Rewrite only the lines running from the line that contains "Above you see an image. Please scan it for red" through the line that contains "[141,23,473,258]", both ends included, renaming "blazer" to "jacket" and leaving everything else unchanged.

.....

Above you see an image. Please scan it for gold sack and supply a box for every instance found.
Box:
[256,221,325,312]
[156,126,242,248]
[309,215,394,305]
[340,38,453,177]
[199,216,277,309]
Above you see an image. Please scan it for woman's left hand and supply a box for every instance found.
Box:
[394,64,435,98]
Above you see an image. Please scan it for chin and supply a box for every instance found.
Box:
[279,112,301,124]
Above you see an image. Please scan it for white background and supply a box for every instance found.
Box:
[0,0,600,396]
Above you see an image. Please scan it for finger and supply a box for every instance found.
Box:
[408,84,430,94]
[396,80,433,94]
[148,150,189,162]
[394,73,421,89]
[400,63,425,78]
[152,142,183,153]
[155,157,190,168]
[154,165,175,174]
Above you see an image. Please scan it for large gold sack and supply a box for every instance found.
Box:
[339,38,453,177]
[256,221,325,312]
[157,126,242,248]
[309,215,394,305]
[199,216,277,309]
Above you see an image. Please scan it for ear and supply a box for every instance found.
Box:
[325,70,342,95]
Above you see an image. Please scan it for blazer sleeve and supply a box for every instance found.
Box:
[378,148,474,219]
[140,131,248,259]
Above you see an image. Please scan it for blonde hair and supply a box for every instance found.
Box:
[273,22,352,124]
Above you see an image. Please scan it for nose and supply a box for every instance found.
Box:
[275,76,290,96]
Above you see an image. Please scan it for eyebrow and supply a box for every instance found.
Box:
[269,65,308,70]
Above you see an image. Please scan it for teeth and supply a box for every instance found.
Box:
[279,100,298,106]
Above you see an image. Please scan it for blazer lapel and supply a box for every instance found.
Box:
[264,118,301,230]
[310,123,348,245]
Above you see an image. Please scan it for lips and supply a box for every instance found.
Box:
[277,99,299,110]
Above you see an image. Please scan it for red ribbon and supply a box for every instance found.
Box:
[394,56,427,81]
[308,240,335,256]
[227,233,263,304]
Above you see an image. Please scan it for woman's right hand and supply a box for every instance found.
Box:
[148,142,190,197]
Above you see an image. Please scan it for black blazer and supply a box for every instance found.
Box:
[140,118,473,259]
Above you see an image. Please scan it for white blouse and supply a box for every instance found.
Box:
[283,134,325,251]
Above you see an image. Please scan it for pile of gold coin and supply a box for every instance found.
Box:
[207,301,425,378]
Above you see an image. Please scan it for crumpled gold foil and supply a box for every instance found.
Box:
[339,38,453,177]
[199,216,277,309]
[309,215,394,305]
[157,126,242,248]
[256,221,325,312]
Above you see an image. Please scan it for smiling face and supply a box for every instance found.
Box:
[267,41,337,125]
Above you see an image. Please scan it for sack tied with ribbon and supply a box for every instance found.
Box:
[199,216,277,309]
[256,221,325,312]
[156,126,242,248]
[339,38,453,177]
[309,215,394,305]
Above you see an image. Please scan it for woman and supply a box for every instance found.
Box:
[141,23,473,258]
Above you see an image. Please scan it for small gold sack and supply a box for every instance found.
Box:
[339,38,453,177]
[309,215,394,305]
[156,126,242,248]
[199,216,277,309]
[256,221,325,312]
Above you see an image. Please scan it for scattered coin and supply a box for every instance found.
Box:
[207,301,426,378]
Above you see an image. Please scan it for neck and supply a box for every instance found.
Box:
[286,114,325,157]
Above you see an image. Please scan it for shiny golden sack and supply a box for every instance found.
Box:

.....

■ **Result for this exercise**:
Above you see an image. Please scan it for red ribbon and supply a box for every instance found.
Box:
[394,56,427,81]
[308,240,335,256]
[227,233,263,304]
Above you see an image. Please scan it for woman's right hand and supply a box for every instance found.
Box:
[148,142,190,197]
Above you see an image. Please scan it for black jacket and supply a box for every instance found.
Box:
[140,118,473,259]
Above you see an image. Please scan it for white blouse and supply a box for every instance found.
Box:
[283,134,325,251]
Above you see an image. Please scan it for pile of gold coin and supply a box for every instance found.
Box:
[207,301,425,378]
Above you see an image. Please scan it for crumpled gold foil and supply a box for every instance found.
Box:
[339,38,453,177]
[199,216,277,309]
[309,215,394,305]
[157,126,242,248]
[256,221,325,312]
Above you see an image. Please scan it for smiling face and supply a box for every instance found.
Box:
[267,41,337,125]
Above you see an image. Please scan it for sack tied with ribbon and supply a box for every instance found.
Box:
[199,216,277,309]
[256,221,325,312]
[156,126,242,248]
[339,38,453,177]
[309,215,394,305]
Above you see an image. Please scan it for woman and supply a box for every instance found.
Box:
[141,23,473,258]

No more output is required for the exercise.